▶ Your task: Each line below should be restated word for word.

▶ Source records:
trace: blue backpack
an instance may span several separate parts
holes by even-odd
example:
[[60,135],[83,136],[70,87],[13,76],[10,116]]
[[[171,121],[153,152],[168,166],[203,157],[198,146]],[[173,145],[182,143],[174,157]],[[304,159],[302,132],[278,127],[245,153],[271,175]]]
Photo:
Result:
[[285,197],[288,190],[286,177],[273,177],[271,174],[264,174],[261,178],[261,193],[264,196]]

▶ Task solution:
trace: blue backpack
an instance may span several separate parts
holes by even-odd
example:
[[60,135],[83,136],[70,87],[13,76],[10,116]]
[[[171,121],[153,152],[168,166],[203,157],[198,146]],[[173,145],[182,143],[174,157]],[[304,159],[302,132],[278,127],[245,153],[271,175]]]
Photo:
Result:
[[285,197],[288,190],[286,177],[273,177],[271,174],[264,174],[261,178],[261,193],[264,196]]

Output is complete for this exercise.